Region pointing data
####################
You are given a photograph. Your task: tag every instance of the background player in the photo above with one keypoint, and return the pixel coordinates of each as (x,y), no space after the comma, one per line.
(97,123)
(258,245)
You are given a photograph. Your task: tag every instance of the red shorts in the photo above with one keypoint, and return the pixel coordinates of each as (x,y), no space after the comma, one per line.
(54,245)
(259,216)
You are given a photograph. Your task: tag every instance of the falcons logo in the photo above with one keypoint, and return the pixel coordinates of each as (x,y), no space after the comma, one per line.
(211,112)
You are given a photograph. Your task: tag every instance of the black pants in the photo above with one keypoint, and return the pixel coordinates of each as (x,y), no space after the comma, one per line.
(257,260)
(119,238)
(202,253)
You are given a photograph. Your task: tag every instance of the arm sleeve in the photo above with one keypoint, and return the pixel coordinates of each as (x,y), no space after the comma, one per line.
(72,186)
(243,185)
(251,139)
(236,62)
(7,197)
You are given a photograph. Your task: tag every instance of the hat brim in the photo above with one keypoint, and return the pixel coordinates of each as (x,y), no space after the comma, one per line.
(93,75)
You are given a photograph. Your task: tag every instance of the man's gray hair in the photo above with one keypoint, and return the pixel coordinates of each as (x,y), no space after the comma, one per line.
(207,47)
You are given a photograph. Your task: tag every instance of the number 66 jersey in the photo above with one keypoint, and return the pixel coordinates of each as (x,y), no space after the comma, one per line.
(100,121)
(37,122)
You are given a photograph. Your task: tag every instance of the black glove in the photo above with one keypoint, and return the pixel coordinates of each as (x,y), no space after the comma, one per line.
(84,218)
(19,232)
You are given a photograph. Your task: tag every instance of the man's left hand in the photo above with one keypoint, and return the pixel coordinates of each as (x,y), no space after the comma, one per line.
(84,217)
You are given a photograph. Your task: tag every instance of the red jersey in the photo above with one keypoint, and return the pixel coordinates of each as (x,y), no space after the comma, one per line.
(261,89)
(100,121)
####################
> [EXERCISE DIRECTIONS] Please give the entries above again in full, exactly as written.

> [ANSWER SECTION]
You are given a photograph. Your task: tag every instance of the background player in the photo above with one keypoint, and return the pixel coordinates of each as (x,y), no space after the comma, one per line.
(97,123)
(258,245)
You are given a photograph. Your task: tag every instance of the red shorts in the photo above with one keypoint, and return the pixel coordinates of each as (x,y), no space after the comma, one per line.
(54,245)
(259,216)
You are given a photograph. Your task: tag every instance of the falcons logo in the photo above with one keypoint, and return the pixel coordinates of each as (x,y), no space after the comma, one per line.
(211,112)
You are given a photograph. Your task: tag every instance of the black pants in the photo above with one keypoint, and return the pixel coordinates of each as (x,y), no space after the comma, one per line.
(257,260)
(119,238)
(202,253)
You are given a photograph. Your task: tag every instance of the arm sleeve in the photo above with one keypoint, and return the pixel coordinates of each as (x,y), no space after the comma, one per line.
(72,186)
(243,185)
(251,139)
(236,62)
(7,197)
You are given a photograph. Your task: tag every instance of the hat brim in the photo above with one keypoint, and return the pixel coordinates of each as (x,y), no space after the comma, one per line.
(93,75)
You are given a photograph. Your task: tag every instance of the man's gray hair in the photo above with one keypoint, and return the pixel coordinates of each as (x,y), no space after the comma, one per line.
(207,47)
You are given a photograph. Your task: tag every instance of the number 66 jersey in the photo above with one keypoint, and return the pixel coordinates of each as (x,y), no space after the comma, one per line.
(100,121)
(37,122)
You are given a photograph. Your task: tag every instance of the black glove in the photo above with one keypoint, and return the pixel coordinates of each as (x,y), no space after the comma, one per line.
(84,218)
(19,232)
You are given a photograph. Your task: tag every instance of the man's left hand in the photo above with one keypoint, and return the pixel coordinates of each as (x,y), no space after the comma, one per line.
(84,217)
You are given a photograph. Your task: tag every instance of the red jersey in the photo above with one keypoint, and return the pixel coordinates of each as (x,y), no space after the comma, one per line.
(261,89)
(100,121)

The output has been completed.